▶ _Text extract_
Never did find out what it actually was.


----------



## Ozzyjohn (Sep 3, 2007)

Aah well if we are drifting on to chinglish - try this label from a bottle of hair shampoo -


----------



## JanHank (Mar 29, 2015)

Ozzyjohn said:


> Aah well if we are drifting on to chinglish - try this label from a bottle of hair shampoo -


I wonder if I should try that 🤔


----------



## patp (Apr 30, 2007)

And that reminds me of a Portuguese menu containing "Dirty Pig". Turned out it was Black Pig that the translator was missing


----------



## JanHank (Mar 29, 2015)

patp said:


> And that reminds me of a Portuguese menu containing "Dirty Pig". Turned out it was Black Pig that the translator was missing


Ive never heard of black pig either Pat, should that be black pudding? I've never seen normal pork called pink pig, but then I have never been to Portugal. 😉


----------



## patp (Apr 30, 2007)

It was a recipe containing pork from their local black pigs, Jan. They also had "Language Pig" on the menu  Guess what that was?

The waitress could speak a little English and we informed her, as best we could, of the translation errors.


----------



## patp (Apr 30, 2007)

Language Pig should, of course, have been Pork Tongue


----------

▶ _Raw data_

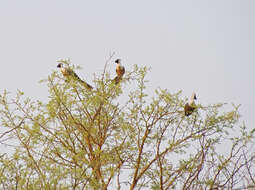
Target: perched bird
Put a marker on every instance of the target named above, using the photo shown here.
(190, 107)
(120, 71)
(69, 73)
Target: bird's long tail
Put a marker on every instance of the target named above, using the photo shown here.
(117, 79)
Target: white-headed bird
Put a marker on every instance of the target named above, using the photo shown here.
(190, 107)
(69, 73)
(120, 71)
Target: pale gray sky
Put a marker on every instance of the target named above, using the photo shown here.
(205, 46)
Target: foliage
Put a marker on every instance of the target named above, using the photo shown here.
(120, 137)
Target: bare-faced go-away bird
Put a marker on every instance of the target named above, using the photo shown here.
(190, 107)
(69, 73)
(120, 71)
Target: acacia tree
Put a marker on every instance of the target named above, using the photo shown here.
(119, 137)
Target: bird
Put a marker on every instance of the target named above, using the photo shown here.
(190, 106)
(69, 73)
(120, 71)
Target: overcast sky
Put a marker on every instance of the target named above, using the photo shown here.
(206, 46)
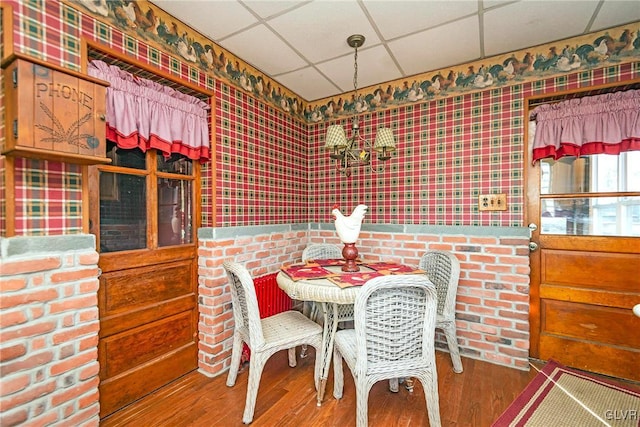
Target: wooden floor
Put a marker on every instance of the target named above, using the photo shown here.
(286, 397)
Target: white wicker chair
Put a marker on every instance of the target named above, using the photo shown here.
(443, 269)
(282, 331)
(393, 337)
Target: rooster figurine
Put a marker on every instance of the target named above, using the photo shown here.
(348, 228)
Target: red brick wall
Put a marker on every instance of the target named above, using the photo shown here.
(49, 331)
(262, 250)
(492, 308)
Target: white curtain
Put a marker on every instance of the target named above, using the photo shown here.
(145, 114)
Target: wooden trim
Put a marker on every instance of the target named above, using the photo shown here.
(153, 203)
(89, 44)
(214, 187)
(86, 215)
(7, 32)
(531, 100)
(6, 62)
(10, 197)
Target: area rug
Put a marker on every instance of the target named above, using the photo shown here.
(563, 397)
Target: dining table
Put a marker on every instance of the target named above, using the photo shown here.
(324, 282)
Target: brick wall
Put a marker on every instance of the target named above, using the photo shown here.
(492, 309)
(263, 250)
(49, 331)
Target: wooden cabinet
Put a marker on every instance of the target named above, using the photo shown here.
(53, 113)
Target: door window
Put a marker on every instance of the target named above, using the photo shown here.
(596, 195)
(146, 200)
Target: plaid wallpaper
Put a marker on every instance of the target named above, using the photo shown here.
(48, 197)
(273, 169)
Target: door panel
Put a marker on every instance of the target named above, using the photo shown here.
(148, 326)
(119, 391)
(585, 274)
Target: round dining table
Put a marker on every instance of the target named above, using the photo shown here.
(337, 306)
(336, 300)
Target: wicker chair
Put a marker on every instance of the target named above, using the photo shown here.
(282, 331)
(443, 269)
(393, 337)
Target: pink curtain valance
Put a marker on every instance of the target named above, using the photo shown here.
(601, 124)
(145, 114)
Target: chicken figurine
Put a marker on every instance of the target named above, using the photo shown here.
(348, 229)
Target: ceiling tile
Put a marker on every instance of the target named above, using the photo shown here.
(416, 15)
(532, 22)
(437, 48)
(267, 9)
(374, 66)
(309, 84)
(252, 44)
(614, 12)
(213, 19)
(319, 30)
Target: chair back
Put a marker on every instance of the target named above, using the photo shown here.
(321, 251)
(443, 269)
(246, 313)
(395, 324)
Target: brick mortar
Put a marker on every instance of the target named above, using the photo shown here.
(49, 360)
(502, 292)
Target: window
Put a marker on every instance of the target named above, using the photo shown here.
(596, 195)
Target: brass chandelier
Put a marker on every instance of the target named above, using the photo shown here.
(356, 150)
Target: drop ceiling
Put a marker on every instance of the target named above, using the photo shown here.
(302, 44)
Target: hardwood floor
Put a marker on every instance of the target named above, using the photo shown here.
(287, 398)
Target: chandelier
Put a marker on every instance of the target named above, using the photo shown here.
(357, 151)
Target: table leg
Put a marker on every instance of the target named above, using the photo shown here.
(330, 311)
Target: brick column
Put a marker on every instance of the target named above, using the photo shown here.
(263, 250)
(49, 331)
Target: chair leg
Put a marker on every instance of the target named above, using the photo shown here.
(292, 357)
(317, 371)
(454, 350)
(236, 354)
(430, 386)
(256, 365)
(362, 404)
(409, 384)
(338, 374)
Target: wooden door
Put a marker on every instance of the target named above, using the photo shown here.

▶ _Written instruction_
Retype the part of the forum thread on translation blunders, starting at "Ive never heard" and ending at "what that was?".

▶ _Response to this exercise_
Ive never heard of black pig either Pat, should that be black pudding? I've never seen normal pork called pink pig, but then I have never been to Portugal. 😉


----------



## patp (Apr 30, 2007)

It was a recipe containing pork from their local black pigs, Jan. They also had "Language Pig" on the menu  Guess what that was?